▶ The task
Copy out every record below, word for word.

Point-per-instance localization data:

**********

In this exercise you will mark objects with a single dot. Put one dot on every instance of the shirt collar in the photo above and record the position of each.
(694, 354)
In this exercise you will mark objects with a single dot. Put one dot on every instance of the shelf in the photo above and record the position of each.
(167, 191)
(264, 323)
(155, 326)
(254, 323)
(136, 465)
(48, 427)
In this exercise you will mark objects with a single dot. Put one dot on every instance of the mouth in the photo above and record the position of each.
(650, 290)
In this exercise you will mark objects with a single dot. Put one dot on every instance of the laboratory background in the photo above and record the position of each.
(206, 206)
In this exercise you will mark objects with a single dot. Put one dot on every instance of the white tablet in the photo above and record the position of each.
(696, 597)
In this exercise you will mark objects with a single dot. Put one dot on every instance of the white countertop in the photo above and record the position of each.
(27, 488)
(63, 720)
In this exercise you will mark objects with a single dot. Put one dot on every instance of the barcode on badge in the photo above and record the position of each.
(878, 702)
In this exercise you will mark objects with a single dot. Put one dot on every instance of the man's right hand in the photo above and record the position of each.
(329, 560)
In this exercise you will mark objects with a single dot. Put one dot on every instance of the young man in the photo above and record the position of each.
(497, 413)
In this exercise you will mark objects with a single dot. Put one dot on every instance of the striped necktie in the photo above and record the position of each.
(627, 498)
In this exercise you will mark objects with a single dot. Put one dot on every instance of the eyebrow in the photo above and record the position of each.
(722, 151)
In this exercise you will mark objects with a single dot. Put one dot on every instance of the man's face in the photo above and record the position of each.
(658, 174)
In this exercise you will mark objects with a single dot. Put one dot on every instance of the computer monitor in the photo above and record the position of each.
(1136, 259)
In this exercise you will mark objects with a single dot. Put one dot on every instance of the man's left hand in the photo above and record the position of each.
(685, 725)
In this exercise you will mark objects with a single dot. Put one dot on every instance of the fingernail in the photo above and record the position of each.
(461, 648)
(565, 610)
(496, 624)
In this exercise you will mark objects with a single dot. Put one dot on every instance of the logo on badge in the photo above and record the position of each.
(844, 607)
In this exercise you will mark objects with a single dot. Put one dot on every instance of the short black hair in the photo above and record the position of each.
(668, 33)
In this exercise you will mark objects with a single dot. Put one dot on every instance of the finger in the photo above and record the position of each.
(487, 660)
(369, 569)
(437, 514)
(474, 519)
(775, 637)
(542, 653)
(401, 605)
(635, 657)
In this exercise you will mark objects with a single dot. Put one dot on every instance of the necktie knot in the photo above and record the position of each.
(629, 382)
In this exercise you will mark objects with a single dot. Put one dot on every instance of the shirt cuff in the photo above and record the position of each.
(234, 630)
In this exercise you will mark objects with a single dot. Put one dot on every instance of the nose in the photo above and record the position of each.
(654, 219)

**********

▶ Expected answer
In this exercise you will mark objects with a single dot. Put one dot on every instance of the shirt collar in the photo above and record the position of each.
(694, 354)
In this exercise you will mark objects with a single dot. Put one dot on every instance of the shelf in the photo above and record the position of each.
(167, 191)
(264, 323)
(155, 326)
(254, 323)
(136, 465)
(48, 427)
In this exercise you will mark objects with a single dot. Put one dot on every instance of the mouth in the photo above and record the position of each.
(650, 290)
In this exercise you will mark objects with a single dot. Put one dot on every instance of the laboratory background in the photo above and record the position of each.
(206, 206)
In this exercise you will mark objects with a single dot. Put one dot on every instance of the white tablet in the photo above and record the position of each.
(696, 597)
In this exercise you will mark objects with a single dot. Put one dot on every instance of the white countertop in the photo above and record the position of each.
(27, 488)
(63, 720)
In this exercise you will mark objects with a single dot. Put one dot on every instance of the barcode on badge in the photo above and record the position of each.
(878, 702)
In this exercise you will mark objects with a single dot. Put one dot on every instance of the man's right hand in the photo above and record the position of each.
(329, 560)
In this exercise you will mark objects with a single dot. Put one dot on every instance of the young man in the photo above and record the position of each.
(497, 413)
In this exercise you will mark objects with a single dot. Put one dot on every instance of the striped necktie in the photo above and record the position of each.
(627, 498)
In this exercise you will mark objects with a single dot. Put one dot on every instance of the eyebrow in the photo above and record the position of each.
(722, 151)
In this exercise you will mark objects with a single dot. Put one dot on every instance of the man's face in the photo above and record the position of each.
(658, 174)
In this exercise you will mark objects with a single dot. Put one dot on every instance of the computer monitor in the photo above and record the position of each.
(1136, 259)
In this exercise you will mark objects with a single dot. Put one dot on every instance of the man's left hand in the photo above and record the position of each.
(685, 725)
In this exercise you will mark objects with a single dot. Put one dot on every instance of the fingernail in the photo above and record the position of each.
(461, 648)
(565, 610)
(496, 624)
In this exercise you will mark objects with a single dot. Put one dot on every instance of the logo on badge in the photo above and record the position of each.
(844, 607)
In this exercise you will mark objects with a single dot. Put one dot on every instance of the short black hair in the photo above and record the position of each.
(668, 33)
In this exercise you will mark objects with a single dot. Put one dot on every instance of the finger in the photo above and record the position of each.
(487, 660)
(369, 569)
(437, 514)
(474, 519)
(775, 637)
(542, 653)
(401, 605)
(635, 657)
In this exercise you will mark objects with a single dot. Put one dot on every instance of the necktie knot in the photo above and record the position of each.
(629, 382)
In this exercise you will mark objects with a single dot. Put one dot on every instance of the shirt cuff in the photo above and record the position of each.
(234, 630)
In this exercise you will mark objects with a single dot. Put one dot on every instance of the nose in the photo above and record the position of each.
(654, 219)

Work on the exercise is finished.